• **Page text**:

______________________________

Turnberry correctly gauged its new market, selling out all four towers in five years; the company projected it would take seven. “The demand was stronger than we anticipated,” Soffer says. “Most of the people we've sold to would not be prospects for any other kind of living. They're urban people who want to be close to The Strip. Until now, they stayed in hotels.”

The towers aren't the only things going up quickly at Turnberry Place—so are the prices. The lowest price when sales of the first tower opened in January 2000 was about $285,000; that same unit in the fourth tower, now under construction and already sold out, went for about $550,000.

Price escalation of that sort attracted large numbers of get-rich-quick speculators to Vegas last year, but Soffer says Turnberry has measures in place to make its towers less attractive to those investors. “We require 30 percent down payment. The buyer must close. We don't sell multiple units to one buyer,” he says. “Speculation is dangerous for the market. It's artificial demand, and we do what we can to discourage it.”

______________________________

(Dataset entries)
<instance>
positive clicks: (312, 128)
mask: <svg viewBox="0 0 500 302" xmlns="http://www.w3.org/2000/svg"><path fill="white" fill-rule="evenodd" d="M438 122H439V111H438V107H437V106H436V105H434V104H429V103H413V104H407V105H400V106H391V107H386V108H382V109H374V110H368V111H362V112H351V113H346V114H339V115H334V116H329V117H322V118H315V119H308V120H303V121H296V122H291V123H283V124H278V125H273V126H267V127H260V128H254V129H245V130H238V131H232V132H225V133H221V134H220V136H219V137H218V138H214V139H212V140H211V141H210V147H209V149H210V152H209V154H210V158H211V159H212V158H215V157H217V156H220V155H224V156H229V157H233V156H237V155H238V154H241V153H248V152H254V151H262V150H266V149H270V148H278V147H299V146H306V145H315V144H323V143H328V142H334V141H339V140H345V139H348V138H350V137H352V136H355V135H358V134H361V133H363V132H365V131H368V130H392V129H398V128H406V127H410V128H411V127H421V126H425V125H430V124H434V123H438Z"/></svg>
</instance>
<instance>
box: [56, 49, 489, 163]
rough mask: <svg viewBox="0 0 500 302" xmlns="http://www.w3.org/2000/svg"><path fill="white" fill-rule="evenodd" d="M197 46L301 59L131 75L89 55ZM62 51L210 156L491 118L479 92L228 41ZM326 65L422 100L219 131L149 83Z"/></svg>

______________________________

• **Work task A**:
Answer these questions from the Turnberry Place passage:
(i) How many years did it take Turnberry to sell out all four towers?
(ii) What was the lowest price when sales of the first tower opened in January 2000?
(iii) What percentage down payment does Turnberry require?
• **Work task B**:
Write a continuation of the Turnberry Place passage, beginning after its final sentence.
None of these lines are needed here.

• **Task answer A**:
(i) Five years.
(ii) About $285,000.
(iii) 30 percent.

• **Task answer B**:
Downtown Designs

Most of the proposed towers are concentrated around The Strip, but Las Vegas Mayor Oscar Goodman is encouraging developers to look at the city's downtown area, as well. The city has finalized a contract to redevelop a 61-acre parcel of downtown with high-density residential, retail, arts, and academic buildings.

“Manhattanization is the answer,” Goodman says. “When we go vertical, we address sustainable growth issues: water and air quality, living and working in the same place.”

CityMark Development chose downtown Las Vegas for its first project outside California, a mixed-use development of 344 lofts and townhouses, 14,000 square feet of live/work shopkeeper units, and 10,000 square feet of retail space. “Las Vegas reminds us of San Diego five or six years ago,” says Rich Gustafson, CityMark's president. “People have sprawled out to the borders, and they're starting to turn back in. They're looking at downtown. They don't want to commute, and they're more accepting of an urban lifestyle.”

The Las Vegas project will mark a bit of a departure for infill specialists who target their units to middle-income buyers. While most of CityMark's San Diego projects have topped out at seven or eight stories, its buildings in Vegas will reach heights of 14 stories. “We're getting a little bigger in Las Vegas,” Gustafson says.

Growing Up Right

Teeming with new residents and inundated with requests for new development, Clark County wants to plan smart for growth.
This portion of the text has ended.